SCHRIFTLICHE AUFGABE » Schreibe den Lesetext über Logging und Metriken beim API Gateway im Anschluss an seine letzte Zeile weiter.

Logging: - Cloud Logging Integration (automatisch aktiviert) - Strukturierte JSON Logs - Request/Response Logging - Trace Context für Distributed Tracing
Metriken: - Cloud Monitoring Metriken (automatisch) - Request Rate, Error Rate, Latency - Custom Metrics via Backend Services - Prometheus-Export via Cloud Monitoring
Cloud Logging (automatisch aktiviert):
swagger: "2.0"
info:
title: "API with Logging"
version: "1.0.0"
x-google-backend:
address: https://backend.example.com
deadline: 30.0
paths:
/api/users:
get:
summary: "List users"
operationId: listUsers
Cloud Logging Log-Einträge:
{
"httpRequest": {
"requestMethod": "GET",
"requestUrl": "https://my-gateway-xyz.uc.gateway.dev/api/users",
"status": 200,
"responseSize": "1234",
"userAgent": "Mozilla/5.0...",
"remoteIp": "203.0.113.42",
"latency": "0.123s"
},
"timestamp": "2025-10-20T10:30:00.123456Z",
"severity": "INFO",
"trace": "projects/my-project/traces/abc123...",
"spanId": "def456...",
"resource": {
"type": "api",
"labels": {
"project_id": "my-project",
"service": "my-gateway-xyz.uc.gateway.dev",
"method": "google.api.gateway.v1.ApiGatewayService.HandleRequest"
}
}
}
Logs abfragen mit gcloud:
# Alle API Gateway Logs
gcloud logging read "resource.type=api" \
--project=my-project \
--limit=100 \
--format=json
# Fehler-Logs (4xx/5xx)
gcloud logging read "resource.type=api AND httpRequest.status>=400" \
--project=my-project \
--limit=50
# Logs für spezifischen Endpoint
gcloud logging read "resource.type=api AND httpRequest.requestUrl=~\"/api/users\"" \
--project=my-project \
--limit=20
# Logs mit Latency > 1s
gcloud logging read "resource.type=api AND httpRequest.latency>\"1s\"" \
--project=my-project \
--limit=30
# JSON-formatierte Logs mit jq parsen
gcloud logging read "resource.type=api" \
--project=my-project \
--format=json \
--limit=10 | jq '.[] | {time: .timestamp, method: .httpRequest.requestMethod, url: .httpRequest.requestUrl, status: .httpRequest.status, latency: .httpRequest.latency}'
Cloud Monitoring Metriken:
# Request Count Metrik
gcloud monitoring time-series list \
--filter='metric.type="serviceruntime.googleapis.com/api/request_count"' \
--project=my-project \
--format=json
# Request Latency (P50, P95, P99)

DATENSÄTZE »
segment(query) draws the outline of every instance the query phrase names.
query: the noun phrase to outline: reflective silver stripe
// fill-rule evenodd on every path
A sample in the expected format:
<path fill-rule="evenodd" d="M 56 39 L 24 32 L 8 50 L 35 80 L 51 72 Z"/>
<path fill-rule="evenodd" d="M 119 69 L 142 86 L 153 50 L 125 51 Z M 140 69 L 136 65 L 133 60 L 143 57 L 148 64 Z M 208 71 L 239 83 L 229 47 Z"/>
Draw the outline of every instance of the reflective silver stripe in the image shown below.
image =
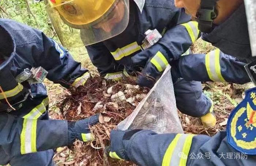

LÖSUNG DER AUFGABE »
gcloud monitoring time-series list \
--filter='metric.type="serviceruntime.googleapis.com/api/request_latencies"' \
--project=my-project \
--format=json
# Error Rate
gcloud monitoring time-series list \
--filter='metric.type="serviceruntime.googleapis.com/api/request_count" AND metric.label.response_code_class="5xx"' \
--project=my-project \
--format=json
Cloud Trace für Distributed Tracing:
# Traces abrufen
gcloud trace traces list \
--project=my-project \
--limit=10
# Trace Details anzeigen
gcloud trace traces describe TRACE_ID \
--project=my-project
Cloud Console Log Explorer:
# Log Explorer Query Language
resource.type="api"
httpRequest.requestUrl=~"/api/users"
severity>=ERROR
timestamp>"2025-10-20T00:00:00Z"
Cloud Monitoring Dashboards:
# Dashboard mit API Metriken erstellen
cat > dashboard.json <<EOF
{
"displayName": "API Gateway Metrics",
"mosaicLayout": {
"columns": 12,
"tiles": [
{
"width": 6,
"height": 4,
"widget": {
"title": "Request Rate",
"xyChart": {
"dataSets": [{
"timeSeriesQuery": {
"timeSeriesFilter": {
"filter": "metric.type=\"serviceruntime.googleapis.com/api/request_count\" resource.type=\"api\"",
"aggregation": {
"alignmentPeriod": "60s",
"perSeriesAligner": "ALIGN_RATE"
}
}
}
}]
}
}
},
{
"xPos": 6,
"width": 6,
"height": 4,
"widget": {
"title": "Error Rate",
"xyChart": {
"dataSets": [{
"timeSeriesQuery": {
"timeSeriesFilter": {
"filter": "metric.type=\"serviceruntime.googleapis.com/api/request_count\" resource.type=\"api\" metric.label.response_code_class=\"5xx\"",
"aggregation": {
"alignmentPeriod": "60s",
"perSeriesAligner": "ALIGN_RATE"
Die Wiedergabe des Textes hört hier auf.